Repeat the lines of the records word for word, starting at the line containing "job: trace every instance of the ponytail" and ending at the line containing "target: ponytail", both included.
━━ Supplied entries ━━
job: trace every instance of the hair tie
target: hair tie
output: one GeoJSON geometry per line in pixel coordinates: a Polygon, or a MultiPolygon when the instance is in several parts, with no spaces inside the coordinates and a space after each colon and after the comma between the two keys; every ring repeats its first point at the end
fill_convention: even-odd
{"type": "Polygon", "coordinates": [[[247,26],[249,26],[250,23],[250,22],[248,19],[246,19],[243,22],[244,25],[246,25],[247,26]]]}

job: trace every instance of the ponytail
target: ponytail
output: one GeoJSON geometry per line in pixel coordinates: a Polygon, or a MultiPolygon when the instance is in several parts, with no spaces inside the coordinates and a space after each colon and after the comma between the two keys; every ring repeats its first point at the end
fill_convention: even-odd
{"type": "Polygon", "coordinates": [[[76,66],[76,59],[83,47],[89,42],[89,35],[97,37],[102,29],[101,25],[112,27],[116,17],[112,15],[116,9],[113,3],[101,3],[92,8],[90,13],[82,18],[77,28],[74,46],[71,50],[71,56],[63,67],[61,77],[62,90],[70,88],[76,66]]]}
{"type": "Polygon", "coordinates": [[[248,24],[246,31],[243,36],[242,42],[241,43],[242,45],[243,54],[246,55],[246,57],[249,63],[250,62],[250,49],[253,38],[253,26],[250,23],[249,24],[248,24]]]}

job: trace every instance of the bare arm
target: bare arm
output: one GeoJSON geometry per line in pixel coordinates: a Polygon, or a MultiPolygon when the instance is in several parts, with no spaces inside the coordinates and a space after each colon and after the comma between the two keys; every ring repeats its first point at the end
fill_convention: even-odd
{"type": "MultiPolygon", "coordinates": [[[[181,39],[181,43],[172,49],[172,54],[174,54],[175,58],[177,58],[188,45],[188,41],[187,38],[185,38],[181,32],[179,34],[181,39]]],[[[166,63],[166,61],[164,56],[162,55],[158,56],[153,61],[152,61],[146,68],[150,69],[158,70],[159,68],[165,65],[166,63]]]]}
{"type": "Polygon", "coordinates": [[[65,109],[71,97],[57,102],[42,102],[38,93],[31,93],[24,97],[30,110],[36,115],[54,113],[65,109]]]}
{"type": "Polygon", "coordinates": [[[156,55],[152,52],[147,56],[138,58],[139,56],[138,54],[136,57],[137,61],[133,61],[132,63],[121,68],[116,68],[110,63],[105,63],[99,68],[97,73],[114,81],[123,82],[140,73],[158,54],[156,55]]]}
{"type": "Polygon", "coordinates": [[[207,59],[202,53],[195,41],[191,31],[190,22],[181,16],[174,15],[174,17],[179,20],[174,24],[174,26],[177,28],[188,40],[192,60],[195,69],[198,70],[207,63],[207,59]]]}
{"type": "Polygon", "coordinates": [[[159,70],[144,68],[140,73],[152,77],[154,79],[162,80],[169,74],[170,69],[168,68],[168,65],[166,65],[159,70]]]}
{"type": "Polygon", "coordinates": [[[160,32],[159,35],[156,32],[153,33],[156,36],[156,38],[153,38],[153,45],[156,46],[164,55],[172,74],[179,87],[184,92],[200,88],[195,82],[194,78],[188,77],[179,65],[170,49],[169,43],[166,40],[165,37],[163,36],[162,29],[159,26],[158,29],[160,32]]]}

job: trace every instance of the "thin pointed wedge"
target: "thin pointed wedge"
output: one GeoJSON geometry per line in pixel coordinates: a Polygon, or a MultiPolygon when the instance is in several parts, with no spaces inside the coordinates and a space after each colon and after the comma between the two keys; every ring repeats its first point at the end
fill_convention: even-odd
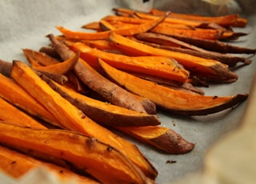
{"type": "Polygon", "coordinates": [[[126,155],[95,138],[64,130],[36,130],[3,122],[0,127],[2,143],[65,159],[86,169],[103,183],[148,181],[126,155]]]}
{"type": "Polygon", "coordinates": [[[26,63],[14,61],[11,76],[54,115],[60,122],[59,126],[95,138],[122,150],[146,176],[155,178],[157,170],[134,144],[92,121],[81,110],[52,90],[26,63]]]}

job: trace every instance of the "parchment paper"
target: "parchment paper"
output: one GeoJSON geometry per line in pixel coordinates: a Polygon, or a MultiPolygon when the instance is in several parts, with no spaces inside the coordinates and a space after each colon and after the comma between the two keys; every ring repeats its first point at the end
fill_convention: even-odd
{"type": "MultiPolygon", "coordinates": [[[[216,10],[219,7],[199,0],[155,0],[153,6],[165,10],[201,14],[238,12],[249,19],[248,26],[241,30],[250,34],[234,42],[233,44],[256,48],[256,15],[250,6],[247,6],[248,3],[253,2],[254,1],[242,1],[242,4],[235,3],[235,6],[238,6],[235,8],[232,8],[232,6],[226,6],[224,12],[216,10]]],[[[0,1],[0,58],[9,62],[14,59],[26,62],[22,49],[38,50],[42,46],[47,45],[49,41],[45,35],[50,33],[56,35],[60,34],[54,28],[55,26],[82,30],[81,26],[98,21],[102,17],[113,14],[111,9],[118,6],[122,5],[114,0],[0,1]]],[[[255,74],[255,56],[251,56],[251,60],[253,62],[250,65],[235,70],[239,75],[237,82],[232,84],[212,84],[209,88],[202,88],[206,95],[224,96],[249,93],[255,74]]],[[[196,143],[195,148],[190,153],[182,155],[166,154],[126,135],[120,135],[134,142],[156,167],[159,173],[157,182],[174,182],[192,174],[195,176],[194,178],[198,178],[203,170],[205,154],[217,140],[221,140],[222,136],[240,124],[246,104],[247,102],[245,102],[234,109],[203,117],[187,118],[159,111],[158,116],[163,126],[173,129],[186,140],[196,143]],[[176,162],[167,164],[166,161],[176,162]]],[[[33,176],[35,179],[38,177],[35,173],[33,173],[33,176]]],[[[1,183],[16,183],[1,173],[0,181],[1,183]]],[[[42,177],[40,181],[43,181],[42,177]]],[[[198,182],[197,179],[195,181],[198,182]]],[[[193,182],[190,178],[190,182],[193,182]]],[[[48,181],[45,183],[50,182],[48,181]]]]}

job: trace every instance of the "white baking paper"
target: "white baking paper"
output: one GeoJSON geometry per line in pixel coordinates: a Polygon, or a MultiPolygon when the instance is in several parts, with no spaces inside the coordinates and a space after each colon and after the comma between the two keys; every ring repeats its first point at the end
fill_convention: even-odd
{"type": "MultiPolygon", "coordinates": [[[[239,12],[249,20],[246,28],[238,30],[250,34],[234,41],[234,45],[256,48],[256,15],[251,7],[247,6],[248,3],[254,5],[253,2],[254,1],[238,1],[236,6],[238,8],[226,9],[227,11],[225,13],[239,12]]],[[[0,58],[9,62],[14,59],[26,62],[22,49],[38,50],[42,46],[49,44],[48,39],[45,38],[46,34],[60,34],[55,26],[82,30],[81,26],[113,14],[112,8],[119,6],[122,5],[114,0],[0,1],[0,58]]],[[[212,10],[216,6],[200,0],[155,0],[153,7],[180,13],[221,14],[212,10]]],[[[243,56],[251,57],[253,62],[235,70],[239,75],[238,80],[232,84],[212,84],[209,88],[202,88],[206,95],[223,96],[250,93],[255,74],[256,59],[255,56],[243,56]]],[[[205,154],[216,141],[238,127],[246,104],[247,102],[245,102],[234,109],[203,117],[182,117],[159,111],[158,116],[163,126],[173,129],[189,142],[196,143],[194,149],[186,154],[167,154],[127,136],[120,135],[134,142],[156,167],[159,173],[157,182],[170,183],[188,177],[190,183],[200,183],[205,154]],[[167,164],[166,161],[170,160],[176,162],[167,164]],[[193,179],[190,175],[194,176],[193,179]]],[[[39,178],[35,173],[33,173],[32,177],[35,180],[39,178]]],[[[40,181],[42,179],[40,178],[40,181]]],[[[9,181],[1,173],[0,181],[1,183],[16,183],[12,180],[9,181]]]]}

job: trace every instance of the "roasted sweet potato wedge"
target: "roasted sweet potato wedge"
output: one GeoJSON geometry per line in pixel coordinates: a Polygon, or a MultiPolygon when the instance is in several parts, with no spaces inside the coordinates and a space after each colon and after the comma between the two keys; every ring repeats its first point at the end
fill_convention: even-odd
{"type": "Polygon", "coordinates": [[[148,98],[158,106],[175,114],[190,116],[213,114],[236,106],[245,101],[248,96],[246,94],[227,97],[188,94],[118,70],[102,60],[99,60],[99,63],[109,77],[120,86],[148,98]],[[140,86],[143,86],[143,89],[140,86]]]}
{"type": "Polygon", "coordinates": [[[206,78],[215,76],[215,78],[218,78],[219,82],[234,82],[238,79],[238,75],[231,72],[227,65],[216,60],[154,48],[114,33],[111,34],[110,40],[117,47],[127,50],[130,52],[133,51],[138,56],[158,55],[172,58],[180,62],[189,71],[202,74],[206,78]]]}
{"type": "Polygon", "coordinates": [[[34,159],[32,157],[2,146],[0,146],[0,170],[15,179],[24,177],[32,170],[44,168],[63,182],[75,181],[78,184],[99,183],[93,178],[77,174],[66,168],[34,159]]]}
{"type": "Polygon", "coordinates": [[[0,127],[2,143],[66,160],[103,183],[150,181],[122,152],[95,138],[64,130],[36,130],[2,122],[0,127]]]}
{"type": "Polygon", "coordinates": [[[44,78],[44,80],[51,88],[82,110],[89,118],[103,126],[144,126],[161,123],[156,115],[139,113],[98,101],[62,86],[50,79],[44,78]]]}
{"type": "Polygon", "coordinates": [[[0,98],[0,121],[12,122],[16,125],[28,127],[46,129],[23,111],[0,98]]]}
{"type": "Polygon", "coordinates": [[[228,42],[223,42],[218,40],[206,40],[185,36],[172,36],[176,39],[183,41],[186,43],[203,48],[207,50],[219,52],[219,53],[233,53],[233,54],[255,54],[256,49],[242,47],[231,45],[228,42]]]}
{"type": "Polygon", "coordinates": [[[137,25],[133,27],[122,28],[122,29],[120,28],[120,29],[115,29],[114,30],[107,30],[107,31],[97,32],[97,33],[72,31],[62,26],[56,26],[56,27],[60,32],[62,32],[62,34],[65,37],[68,38],[86,39],[86,40],[108,39],[110,37],[110,34],[112,31],[114,31],[122,35],[134,35],[135,34],[146,32],[154,28],[160,22],[162,22],[166,18],[166,15],[160,17],[156,20],[146,22],[143,24],[137,25]]]}
{"type": "Polygon", "coordinates": [[[23,49],[22,51],[28,62],[31,64],[38,62],[39,66],[50,66],[59,63],[59,61],[42,52],[38,52],[31,49],[23,49]]]}
{"type": "Polygon", "coordinates": [[[0,59],[0,74],[10,78],[13,64],[0,59]]]}
{"type": "Polygon", "coordinates": [[[71,71],[78,62],[80,56],[80,52],[76,53],[74,57],[54,65],[49,65],[46,66],[34,66],[33,68],[38,71],[50,72],[56,74],[65,74],[71,71]]]}
{"type": "MultiPolygon", "coordinates": [[[[49,37],[62,58],[69,58],[74,54],[68,47],[54,39],[53,35],[49,37]]],[[[74,70],[87,86],[113,104],[138,112],[155,114],[155,105],[152,102],[144,98],[136,97],[119,87],[100,74],[83,59],[79,58],[74,70]]]]}
{"type": "Polygon", "coordinates": [[[22,109],[33,117],[37,117],[53,125],[59,124],[58,121],[51,113],[32,98],[12,78],[9,78],[0,74],[0,96],[10,103],[22,109]]]}
{"type": "Polygon", "coordinates": [[[194,143],[187,142],[175,131],[164,126],[117,128],[142,142],[171,154],[186,154],[194,147],[194,143]]]}
{"type": "Polygon", "coordinates": [[[60,122],[59,126],[94,137],[122,150],[136,166],[141,168],[146,176],[155,178],[156,170],[134,144],[92,121],[81,110],[52,90],[26,63],[14,61],[11,76],[54,115],[60,122]]]}
{"type": "Polygon", "coordinates": [[[180,82],[185,82],[189,78],[189,71],[179,68],[178,65],[171,62],[167,57],[129,57],[113,53],[107,53],[90,48],[81,42],[70,46],[74,51],[80,51],[81,58],[88,61],[94,68],[98,68],[98,58],[106,60],[110,65],[122,70],[140,73],[161,77],[180,82]]]}

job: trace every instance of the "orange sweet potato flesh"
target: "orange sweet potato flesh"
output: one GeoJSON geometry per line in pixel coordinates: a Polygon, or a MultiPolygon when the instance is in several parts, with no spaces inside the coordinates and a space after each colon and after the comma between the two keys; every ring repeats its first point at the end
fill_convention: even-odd
{"type": "Polygon", "coordinates": [[[150,32],[156,34],[162,34],[165,35],[181,35],[202,39],[218,40],[222,38],[223,30],[210,30],[210,29],[197,29],[197,30],[182,30],[174,29],[162,25],[158,25],[150,32]]]}
{"type": "MultiPolygon", "coordinates": [[[[93,68],[90,67],[85,61],[80,59],[74,66],[74,71],[77,76],[91,90],[113,104],[138,112],[147,113],[148,111],[154,111],[151,110],[152,108],[150,107],[152,107],[152,106],[150,106],[150,108],[148,108],[147,106],[144,106],[143,102],[148,101],[147,99],[136,98],[133,94],[121,88],[119,86],[98,74],[93,68]],[[148,110],[148,109],[150,109],[150,110],[148,110]]],[[[153,109],[154,109],[154,106],[153,109]]]]}
{"type": "Polygon", "coordinates": [[[156,115],[139,113],[98,101],[45,78],[50,86],[82,110],[89,118],[105,126],[144,126],[159,125],[156,115]],[[99,115],[101,114],[101,115],[99,115]]]}
{"type": "Polygon", "coordinates": [[[150,118],[151,116],[87,98],[53,81],[49,81],[48,84],[97,122],[115,126],[129,135],[169,154],[185,154],[194,146],[193,143],[188,142],[178,134],[168,128],[158,126],[144,126],[152,121],[156,121],[153,117],[150,118]],[[98,114],[101,116],[99,117],[98,114]],[[148,117],[147,119],[146,117],[148,117]],[[130,127],[126,127],[129,126],[130,127]]]}
{"type": "Polygon", "coordinates": [[[70,49],[74,51],[79,50],[80,57],[88,61],[94,68],[98,68],[98,58],[100,57],[110,65],[122,70],[154,75],[180,82],[186,82],[190,74],[186,70],[174,64],[167,57],[129,57],[93,49],[81,42],[71,45],[70,49]]]}
{"type": "MultiPolygon", "coordinates": [[[[54,48],[63,59],[69,58],[74,54],[74,53],[64,44],[54,39],[53,35],[49,35],[49,37],[54,45],[54,48]]],[[[87,61],[87,59],[86,61],[87,61]]],[[[75,65],[74,71],[88,87],[113,104],[138,112],[155,114],[155,105],[152,102],[145,98],[134,95],[119,87],[100,74],[81,58],[75,65]]]]}
{"type": "Polygon", "coordinates": [[[23,49],[22,51],[30,63],[38,62],[39,63],[39,66],[50,66],[59,63],[59,61],[42,52],[35,51],[30,49],[23,49]]]}
{"type": "Polygon", "coordinates": [[[74,38],[74,39],[86,39],[86,40],[98,40],[98,39],[108,39],[110,37],[110,34],[112,31],[114,31],[115,33],[120,34],[122,35],[134,35],[135,34],[138,33],[144,33],[154,26],[156,26],[158,24],[162,22],[166,17],[167,16],[162,16],[160,18],[158,18],[155,20],[152,20],[150,22],[146,22],[141,25],[137,25],[133,27],[129,28],[120,28],[120,29],[115,29],[114,30],[107,30],[107,31],[102,31],[102,32],[97,32],[97,33],[90,33],[90,32],[82,32],[82,31],[72,31],[70,30],[67,30],[62,26],[56,26],[57,29],[62,33],[62,34],[68,38],[74,38]]]}
{"type": "Polygon", "coordinates": [[[7,147],[0,146],[0,170],[13,178],[18,179],[28,174],[30,170],[37,168],[45,168],[50,174],[54,174],[62,182],[66,182],[72,178],[77,183],[99,183],[95,180],[78,175],[68,169],[44,162],[32,157],[12,150],[7,147]]]}
{"type": "Polygon", "coordinates": [[[217,97],[178,91],[118,70],[102,60],[100,60],[99,63],[109,77],[120,86],[150,99],[159,107],[175,114],[206,115],[233,107],[248,97],[246,94],[217,97]]]}
{"type": "Polygon", "coordinates": [[[38,129],[46,129],[43,125],[2,98],[0,98],[0,121],[13,122],[16,125],[38,129]]]}
{"type": "Polygon", "coordinates": [[[10,78],[13,64],[0,59],[0,74],[10,78]]]}
{"type": "Polygon", "coordinates": [[[78,168],[86,169],[101,182],[149,181],[122,152],[95,138],[64,130],[30,129],[2,122],[0,127],[2,143],[66,160],[78,168]]]}
{"type": "Polygon", "coordinates": [[[136,146],[92,121],[82,110],[52,90],[26,64],[14,61],[11,76],[54,115],[60,122],[59,126],[95,138],[122,150],[146,176],[155,178],[157,170],[136,146]]]}
{"type": "Polygon", "coordinates": [[[149,126],[143,127],[117,127],[118,130],[146,143],[171,154],[191,151],[194,144],[167,127],[149,126]]]}
{"type": "Polygon", "coordinates": [[[12,78],[9,78],[0,74],[0,97],[10,103],[22,109],[29,114],[38,118],[42,118],[50,124],[59,124],[57,118],[32,98],[12,78]]]}
{"type": "MultiPolygon", "coordinates": [[[[171,14],[170,12],[166,12],[168,13],[168,17],[165,18],[165,20],[162,22],[167,22],[167,23],[171,23],[171,24],[183,24],[183,25],[189,25],[191,26],[194,26],[194,27],[201,27],[203,25],[207,25],[208,22],[200,22],[198,21],[191,21],[191,20],[186,20],[186,19],[181,19],[181,18],[173,18],[171,17],[169,17],[169,14],[171,14]]],[[[142,18],[142,19],[148,19],[148,20],[156,20],[158,18],[159,18],[157,16],[154,16],[154,15],[150,15],[148,14],[145,14],[142,12],[138,12],[136,11],[134,13],[134,14],[136,14],[138,17],[142,18]]]]}
{"type": "Polygon", "coordinates": [[[50,72],[56,74],[66,74],[69,71],[71,71],[78,62],[80,56],[80,53],[78,52],[74,57],[57,64],[50,65],[46,66],[34,66],[33,68],[38,71],[50,72]]]}
{"type": "MultiPolygon", "coordinates": [[[[152,9],[150,10],[150,14],[159,16],[165,14],[165,11],[152,9]]],[[[234,24],[235,24],[237,20],[239,18],[238,14],[227,14],[223,16],[207,17],[207,16],[200,16],[198,14],[185,14],[171,13],[170,14],[169,16],[171,18],[182,18],[182,19],[186,19],[186,20],[194,20],[194,21],[201,21],[201,22],[206,22],[216,23],[222,26],[234,26],[234,24]]]]}
{"type": "Polygon", "coordinates": [[[138,56],[154,55],[170,57],[180,62],[190,72],[201,73],[205,76],[215,76],[219,81],[232,81],[238,79],[238,75],[229,70],[227,65],[216,60],[206,59],[185,53],[154,48],[129,39],[117,34],[111,34],[110,40],[117,47],[134,52],[138,56]]]}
━━━
Completed exercise:
job: trace every instance of the ponytail
target: ponytail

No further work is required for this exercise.